Task goal
Extend the blog post about blogging awards and frenemies, picking up right after its final sentence.

Quoted text
Tuesday, 9 October 2007
Tuesday Twins II, Awards, and Frenemies
Well, they look alike to me.
I've been given two awards in the last few days, the Breakout Blogger award from Kaycie and the Rockin' Blogger award from Crystal Jigsaw. Thanks very much, guys, and here are my nominees:
For the Breakout Blogger award I nominate Pixie, the Rotten Correspondent (who already has every award out there but so what), VI, and Queenie (or Chantay as I know her).
For the Rockin Blogger award, I nominate annie, debio, Queen Vixen, and mind the gap.
All of you are great, and I enjoy your blogs very much.
Now onto the frenemy issue (and none of you are like that). Yes, it takes a special person to become a frenemy. Someone who is so confused and confusing in their behaviour that Freud would have a field day.
Here are some definitions from the Urban Dictionary:
"frenemy" 1. The type of "friend" whose words or actions bring you down.(whether you realize it as intentional or not) The type of friend you ought to cut off but don't cuz...they're nice... good ...you've had good times with them. U know...they're good people that you can count on to bring you down again sometime in the near future.The friend you may or may not have cornered about their quicksand like ways and keep around because "its in the past"...and so was one minute ago. The person that will continue to bring you down until you demand better for yourself. When you ask yourself is that person my friend or enemy...they are your frenemy. Straighten em out or leave them. Don't put up with it.
2. Someone who is both friend and enemy, a relationship that is both mutually beneficial or dependent while being competitive, fraught with risk and mistrust.

Records shown
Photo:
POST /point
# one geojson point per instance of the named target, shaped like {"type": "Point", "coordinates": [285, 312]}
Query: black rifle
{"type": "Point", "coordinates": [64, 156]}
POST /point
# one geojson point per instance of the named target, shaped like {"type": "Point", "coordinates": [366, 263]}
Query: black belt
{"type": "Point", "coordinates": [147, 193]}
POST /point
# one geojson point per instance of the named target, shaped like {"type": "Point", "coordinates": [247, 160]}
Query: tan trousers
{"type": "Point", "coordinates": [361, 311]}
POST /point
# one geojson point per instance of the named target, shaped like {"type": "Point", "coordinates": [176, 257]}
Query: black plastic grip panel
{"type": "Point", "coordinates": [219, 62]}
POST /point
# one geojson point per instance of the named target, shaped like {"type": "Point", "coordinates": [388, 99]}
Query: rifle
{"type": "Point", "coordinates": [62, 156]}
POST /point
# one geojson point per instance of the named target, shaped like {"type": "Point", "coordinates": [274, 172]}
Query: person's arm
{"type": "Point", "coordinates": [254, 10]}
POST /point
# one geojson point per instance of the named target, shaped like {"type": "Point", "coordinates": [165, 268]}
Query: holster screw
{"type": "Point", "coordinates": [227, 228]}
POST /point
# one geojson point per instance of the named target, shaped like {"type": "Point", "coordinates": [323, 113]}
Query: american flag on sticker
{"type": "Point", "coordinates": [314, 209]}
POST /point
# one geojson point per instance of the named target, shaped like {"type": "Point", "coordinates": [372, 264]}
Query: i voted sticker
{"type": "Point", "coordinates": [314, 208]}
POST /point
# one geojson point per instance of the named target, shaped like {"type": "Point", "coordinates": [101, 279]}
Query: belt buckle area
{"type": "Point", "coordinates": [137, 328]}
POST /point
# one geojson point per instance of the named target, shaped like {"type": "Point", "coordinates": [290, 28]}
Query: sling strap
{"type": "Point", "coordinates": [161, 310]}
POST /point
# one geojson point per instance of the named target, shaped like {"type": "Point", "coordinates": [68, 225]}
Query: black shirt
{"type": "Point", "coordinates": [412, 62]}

The answer
And that pretty much defines my relationship with the frenemy I mentioned yesterday. She is one of a group of friends who came together when our kids were at nursery together. Actually she and I met when I was pregnant with my first child and went on weekends away together and meals out before she ever met the rest of the group. But she hid this from them for a long time. I don't know exactly why but I have my suspicions. Her daughter is six months older than my daughter. Her son is three weeks older than my son. There is a LOT of competition about the kids. Her kids are pretty bright, go to private school, are given everything they ask for and more, go on exotic holidays every single holiday. Yes, they are spoiled. My kids can't stand them anymore. My son always disliked the boy, who is a bit of a thug and know-it-all. He used to beat up my son and the two sons of another friend in the group. He has broken things in everyone's house. We dread having him round. The daughter is morbidly obese and goes to Slimming World now (though officially we don't know that). She is also sneaky, hides food, and winds her brother up so he gets in trouble all the time.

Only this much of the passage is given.